MATERIAL —

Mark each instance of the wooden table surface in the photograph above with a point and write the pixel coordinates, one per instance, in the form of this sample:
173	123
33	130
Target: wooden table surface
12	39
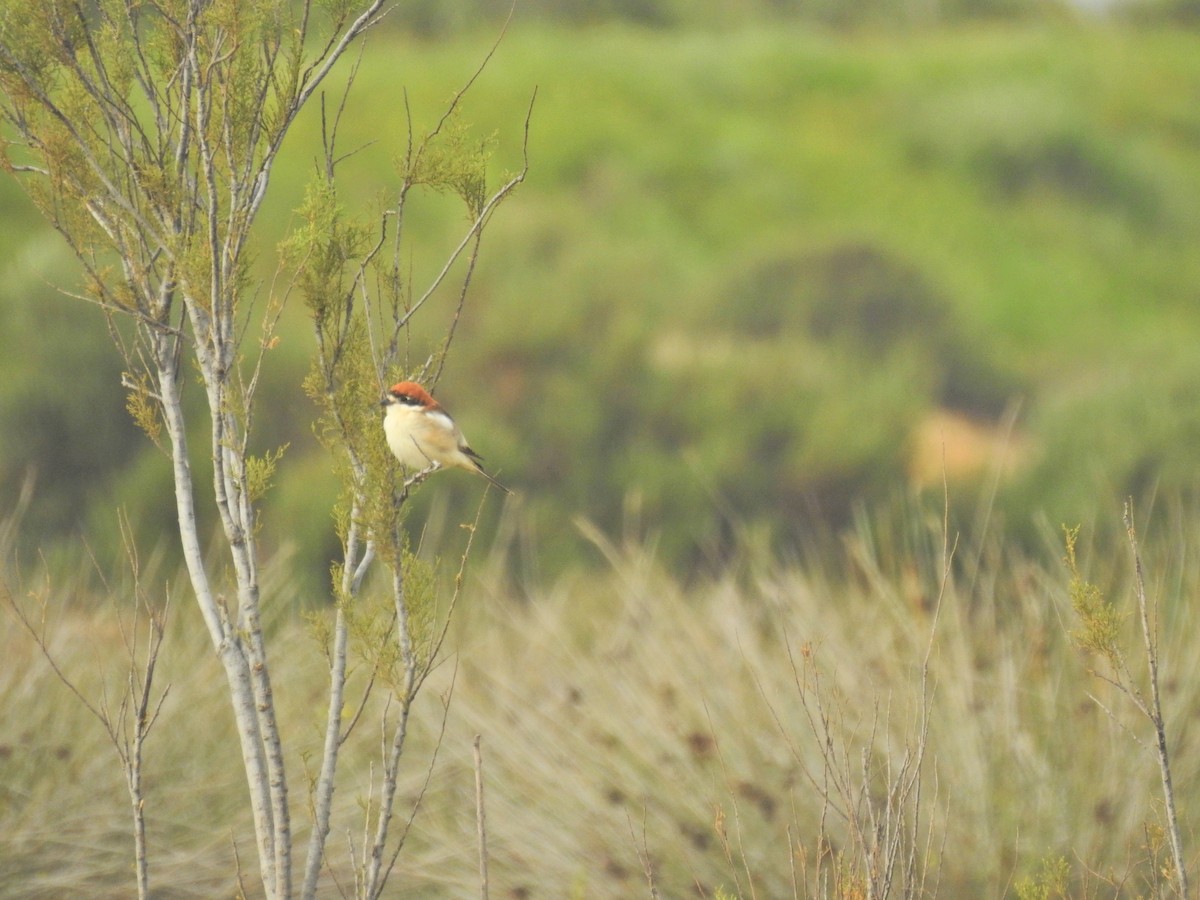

WORK TO COMPLETE —
Can you write out all of the data above again, line for line, shifting each pixel coordinate in the answers by -41 and leaving the pictures out?

CORRECT RESULT —
Mark each instance of the wooden table surface in the photograph above with a point and write the pixel coordinates, one per instance, in the form of this sample:
173	123
33	130
Target: wooden table surface
-29	-2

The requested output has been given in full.